__SOURCE DATA__:
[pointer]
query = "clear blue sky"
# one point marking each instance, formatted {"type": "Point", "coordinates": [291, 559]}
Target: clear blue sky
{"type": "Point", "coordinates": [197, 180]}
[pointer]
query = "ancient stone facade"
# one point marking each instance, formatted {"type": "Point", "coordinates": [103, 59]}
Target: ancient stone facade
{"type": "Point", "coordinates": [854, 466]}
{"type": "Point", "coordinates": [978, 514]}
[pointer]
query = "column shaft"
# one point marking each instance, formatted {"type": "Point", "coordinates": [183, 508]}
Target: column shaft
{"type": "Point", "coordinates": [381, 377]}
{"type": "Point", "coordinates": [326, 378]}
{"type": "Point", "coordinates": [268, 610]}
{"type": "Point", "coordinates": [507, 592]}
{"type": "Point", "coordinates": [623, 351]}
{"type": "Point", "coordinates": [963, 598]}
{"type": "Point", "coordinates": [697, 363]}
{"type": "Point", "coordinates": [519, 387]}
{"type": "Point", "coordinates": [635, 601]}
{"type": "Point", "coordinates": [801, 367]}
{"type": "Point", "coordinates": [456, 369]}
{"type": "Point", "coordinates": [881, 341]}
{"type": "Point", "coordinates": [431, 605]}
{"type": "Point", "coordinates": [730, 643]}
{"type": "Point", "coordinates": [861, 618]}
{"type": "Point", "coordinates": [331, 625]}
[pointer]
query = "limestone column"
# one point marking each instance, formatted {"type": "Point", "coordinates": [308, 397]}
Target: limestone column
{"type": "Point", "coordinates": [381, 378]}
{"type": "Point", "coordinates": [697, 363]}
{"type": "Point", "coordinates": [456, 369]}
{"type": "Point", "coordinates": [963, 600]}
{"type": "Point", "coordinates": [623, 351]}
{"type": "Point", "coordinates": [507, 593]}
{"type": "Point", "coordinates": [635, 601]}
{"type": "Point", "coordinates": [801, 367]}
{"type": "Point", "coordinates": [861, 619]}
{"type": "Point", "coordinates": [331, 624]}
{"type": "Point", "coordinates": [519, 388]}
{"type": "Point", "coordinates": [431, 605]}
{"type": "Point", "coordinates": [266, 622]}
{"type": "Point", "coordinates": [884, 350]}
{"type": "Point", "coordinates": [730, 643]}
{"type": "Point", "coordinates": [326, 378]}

__DESCRIPTION OF THE TASK__: All of the data above should be reproduced word for word.

__SOLUTION FOR THIS EXERCISE__:
[pointer]
query = "clear blue sky"
# one point marking each instance, formatted {"type": "Point", "coordinates": [291, 559]}
Target: clear blue sky
{"type": "Point", "coordinates": [197, 180]}
[pointer]
query = "ancient stone facade"
# one point marking each instance, formatted {"type": "Point", "coordinates": [103, 59]}
Target: ancient stone facade
{"type": "Point", "coordinates": [854, 466]}
{"type": "Point", "coordinates": [978, 514]}
[pointer]
query = "column shaft"
# one point marking each instance, formatted {"type": "Point", "coordinates": [183, 508]}
Target: column shaft
{"type": "Point", "coordinates": [381, 377]}
{"type": "Point", "coordinates": [326, 378]}
{"type": "Point", "coordinates": [268, 610]}
{"type": "Point", "coordinates": [507, 592]}
{"type": "Point", "coordinates": [623, 351]}
{"type": "Point", "coordinates": [963, 598]}
{"type": "Point", "coordinates": [697, 363]}
{"type": "Point", "coordinates": [519, 387]}
{"type": "Point", "coordinates": [635, 601]}
{"type": "Point", "coordinates": [801, 367]}
{"type": "Point", "coordinates": [456, 369]}
{"type": "Point", "coordinates": [881, 341]}
{"type": "Point", "coordinates": [431, 605]}
{"type": "Point", "coordinates": [730, 643]}
{"type": "Point", "coordinates": [861, 618]}
{"type": "Point", "coordinates": [331, 625]}
[pointer]
query = "limestone column"
# one point marking each instance, formatted {"type": "Point", "coordinates": [308, 397]}
Target: limestone column
{"type": "Point", "coordinates": [381, 378]}
{"type": "Point", "coordinates": [697, 363]}
{"type": "Point", "coordinates": [456, 369]}
{"type": "Point", "coordinates": [963, 600]}
{"type": "Point", "coordinates": [623, 351]}
{"type": "Point", "coordinates": [507, 593]}
{"type": "Point", "coordinates": [635, 601]}
{"type": "Point", "coordinates": [801, 367]}
{"type": "Point", "coordinates": [861, 619]}
{"type": "Point", "coordinates": [331, 624]}
{"type": "Point", "coordinates": [519, 388]}
{"type": "Point", "coordinates": [431, 605]}
{"type": "Point", "coordinates": [266, 622]}
{"type": "Point", "coordinates": [884, 350]}
{"type": "Point", "coordinates": [730, 643]}
{"type": "Point", "coordinates": [326, 378]}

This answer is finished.